[Start MATERIAL]

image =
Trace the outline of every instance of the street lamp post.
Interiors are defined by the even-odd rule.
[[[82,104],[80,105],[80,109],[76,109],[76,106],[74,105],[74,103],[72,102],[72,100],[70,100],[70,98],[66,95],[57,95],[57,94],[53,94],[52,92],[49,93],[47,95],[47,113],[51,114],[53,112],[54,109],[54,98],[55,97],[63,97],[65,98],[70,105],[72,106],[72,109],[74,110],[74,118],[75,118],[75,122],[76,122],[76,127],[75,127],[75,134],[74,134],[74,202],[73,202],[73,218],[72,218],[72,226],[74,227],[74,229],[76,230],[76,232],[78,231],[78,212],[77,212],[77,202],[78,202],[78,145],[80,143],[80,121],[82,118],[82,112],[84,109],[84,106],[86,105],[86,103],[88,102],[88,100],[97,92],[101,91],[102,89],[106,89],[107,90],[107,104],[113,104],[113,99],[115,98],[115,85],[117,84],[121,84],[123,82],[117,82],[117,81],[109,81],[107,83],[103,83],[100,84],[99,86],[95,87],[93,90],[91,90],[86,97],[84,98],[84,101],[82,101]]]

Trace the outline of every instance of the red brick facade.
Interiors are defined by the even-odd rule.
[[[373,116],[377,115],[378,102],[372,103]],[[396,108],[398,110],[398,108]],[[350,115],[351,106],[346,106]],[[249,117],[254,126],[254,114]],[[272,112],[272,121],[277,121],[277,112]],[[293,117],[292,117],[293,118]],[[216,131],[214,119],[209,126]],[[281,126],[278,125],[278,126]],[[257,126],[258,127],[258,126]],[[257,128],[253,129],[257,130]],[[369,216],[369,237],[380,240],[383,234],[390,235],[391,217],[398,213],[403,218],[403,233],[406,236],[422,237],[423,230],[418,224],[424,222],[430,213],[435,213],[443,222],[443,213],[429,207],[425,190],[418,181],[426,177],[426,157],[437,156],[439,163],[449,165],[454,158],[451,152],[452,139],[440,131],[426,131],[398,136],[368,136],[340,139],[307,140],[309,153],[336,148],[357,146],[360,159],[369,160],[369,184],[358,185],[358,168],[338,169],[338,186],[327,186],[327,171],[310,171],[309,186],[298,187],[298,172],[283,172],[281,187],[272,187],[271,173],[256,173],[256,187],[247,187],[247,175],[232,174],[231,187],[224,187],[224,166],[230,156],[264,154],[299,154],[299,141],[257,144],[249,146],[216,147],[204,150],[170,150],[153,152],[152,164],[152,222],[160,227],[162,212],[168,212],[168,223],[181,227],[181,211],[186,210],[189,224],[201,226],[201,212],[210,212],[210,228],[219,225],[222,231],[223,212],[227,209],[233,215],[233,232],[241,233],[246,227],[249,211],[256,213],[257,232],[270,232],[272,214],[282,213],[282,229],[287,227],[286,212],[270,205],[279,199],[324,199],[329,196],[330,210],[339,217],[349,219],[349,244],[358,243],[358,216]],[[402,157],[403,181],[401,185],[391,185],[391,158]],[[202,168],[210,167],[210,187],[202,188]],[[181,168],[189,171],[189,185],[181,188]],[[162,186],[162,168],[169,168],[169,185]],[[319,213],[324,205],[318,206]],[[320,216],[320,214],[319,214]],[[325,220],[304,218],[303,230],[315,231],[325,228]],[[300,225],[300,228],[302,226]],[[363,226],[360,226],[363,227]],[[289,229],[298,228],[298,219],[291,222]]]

[End MATERIAL]

» SET EXERCISE
Pull out each line of the records above that contains the word "outline", and list those lines in order.

» ANSWER FOR THE TASK
Trace the outline of every instance of the street lamp post.
Trace the outline of every instance of the red brick facade.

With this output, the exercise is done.